No entanto, ao observarmos as consequências de uma pandemia, temos que seu maior efeito colateral é a incerteza, pois quase tudo se torna conjectura.

A verdade é que o mundo parou. De repente, e talvez pela primeira vez, os olhos da humanidade se voltam para si e esta, estupefata, percebe o quão insignificante é a própria existência.

De um dia para o outro, a força e o dinheiro não mais comandam o planeta. Na economia, a recessão afeta a todos. Nações ricas e pobres se desintegram e a força bélica também nada mais representa.

As armas atômicas são impotentes e imprestáveis frente a um inimigo até então desconhecido, frágil e que, por ser invisível, faz-se letalmente devastador. No momento, sem vacina, a única arma existente é a solidariedade, combinada com muita reflexão e resignação.
· · · ·
[Tarefa A] Resuma em forma de lista o parágrafo do texto sobre a pandemia que começa com "De um dia para o outro", mantendo seus fatos principais.
[Tarefa B] Por favor, imprima o trecho do texto sobre a pandemia começando em "No entanto, ao" e seguindo até "a própria existência.".
[Tarefa C] Prossiga com o texto sobre a pandemia a partir do ponto em que ele termina.

Registros de dados armazenados:
· · · ·
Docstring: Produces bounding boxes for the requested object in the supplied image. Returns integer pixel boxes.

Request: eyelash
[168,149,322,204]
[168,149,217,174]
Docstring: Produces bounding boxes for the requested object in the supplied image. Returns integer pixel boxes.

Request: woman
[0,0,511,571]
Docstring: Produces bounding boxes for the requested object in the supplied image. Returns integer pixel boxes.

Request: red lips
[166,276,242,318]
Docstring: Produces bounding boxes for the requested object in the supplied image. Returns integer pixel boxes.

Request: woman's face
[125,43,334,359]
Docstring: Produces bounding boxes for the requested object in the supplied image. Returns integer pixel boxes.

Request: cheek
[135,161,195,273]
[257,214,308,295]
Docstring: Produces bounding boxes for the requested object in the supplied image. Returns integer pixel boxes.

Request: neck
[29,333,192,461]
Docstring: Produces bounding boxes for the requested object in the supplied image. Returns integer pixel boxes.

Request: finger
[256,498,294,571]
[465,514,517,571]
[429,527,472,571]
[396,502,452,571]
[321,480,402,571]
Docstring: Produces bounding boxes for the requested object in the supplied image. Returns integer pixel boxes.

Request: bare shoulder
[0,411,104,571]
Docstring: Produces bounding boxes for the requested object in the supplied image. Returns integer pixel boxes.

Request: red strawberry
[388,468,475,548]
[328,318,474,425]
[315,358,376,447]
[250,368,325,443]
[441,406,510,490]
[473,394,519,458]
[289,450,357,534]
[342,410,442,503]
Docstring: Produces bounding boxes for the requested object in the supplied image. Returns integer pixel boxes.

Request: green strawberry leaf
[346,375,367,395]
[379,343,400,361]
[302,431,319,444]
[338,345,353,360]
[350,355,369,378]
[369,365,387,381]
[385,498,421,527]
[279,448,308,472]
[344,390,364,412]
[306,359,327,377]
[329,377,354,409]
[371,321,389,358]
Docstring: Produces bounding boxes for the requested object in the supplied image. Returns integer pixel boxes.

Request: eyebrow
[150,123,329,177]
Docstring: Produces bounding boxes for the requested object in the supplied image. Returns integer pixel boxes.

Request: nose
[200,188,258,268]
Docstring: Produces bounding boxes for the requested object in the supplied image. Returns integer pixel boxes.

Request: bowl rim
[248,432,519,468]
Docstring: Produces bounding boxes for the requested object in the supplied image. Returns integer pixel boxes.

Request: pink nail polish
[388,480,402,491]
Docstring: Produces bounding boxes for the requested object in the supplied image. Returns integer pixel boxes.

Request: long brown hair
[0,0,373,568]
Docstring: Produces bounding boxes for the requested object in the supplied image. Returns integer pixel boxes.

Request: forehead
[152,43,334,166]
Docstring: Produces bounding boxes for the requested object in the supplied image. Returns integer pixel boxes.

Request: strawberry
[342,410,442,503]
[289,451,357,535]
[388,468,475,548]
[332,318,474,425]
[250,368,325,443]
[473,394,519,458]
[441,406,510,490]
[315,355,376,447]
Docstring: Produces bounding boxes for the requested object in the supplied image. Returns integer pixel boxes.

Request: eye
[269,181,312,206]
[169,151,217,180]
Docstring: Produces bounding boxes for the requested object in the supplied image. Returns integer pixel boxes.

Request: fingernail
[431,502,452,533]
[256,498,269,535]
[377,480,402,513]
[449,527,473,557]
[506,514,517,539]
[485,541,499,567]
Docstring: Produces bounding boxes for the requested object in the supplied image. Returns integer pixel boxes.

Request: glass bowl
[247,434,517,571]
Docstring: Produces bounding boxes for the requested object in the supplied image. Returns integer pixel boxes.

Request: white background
· · · ·
[Resposta A]
- De repente, a força e o dinheiro deixam de comandar o planeta.
- A recessão econômica atinge a todos.
- Nações ricas e pobres se desintegram.
- A força bélica perde todo o significado.

[Resposta B]
No entanto, ao observarmos as consequências de uma pandemia, temos que seu maior efeito colateral é a incerteza, pois quase tudo se torna conjectura.

A verdade é que o mundo parou. De repente, e talvez pela primeira vez, os olhos da humanidade se voltam para si e esta, estupefata, percebe o quão insignificante é a própria existência.

[Resposta C]
Assim, diante da excepcionalidade do momento, em que o fator tempo é uma variante a ser computada, não se pode ter certeza quanto ao futuro do pleito deste ano.

As eleições são em outubro. E para o grande público ela começa tão somente na segunda quinzena de agosto, com o início das propagandas eleitorais.

Mas, é aqui que reside o ponto nodal da questão.

Devemos ter em mente que diversos procedimentos precedem esse momento, sem os quais o pleito não é estruturado e concretizado, sem se falar nas brigas eleitorais que desde o início do ano costumam tomar os corredores do Judiciário. Cabo Frio conhece bem essa rotina.

Só que agora, com a Justiça praticamente paralisada, nada se resolve, reforçando o quadro de incerteza para o pleito.

Além do mais, vários outros procedimentos são atingidos pela circunstância em voga, cujo fator cronológico nos traz fortes dúvidas quanto à realização tempestiva das eleições de 2020.

Em abril ocorre o encerramento dos prazos de transferência partidária dos pré-candidatos (janela partidária) e, de igual modo, os prazos de filiação e de comprovação de domicílio eleitoral, atos que obviamente ensejam conversas e reuniões entre os vários atores do pleito.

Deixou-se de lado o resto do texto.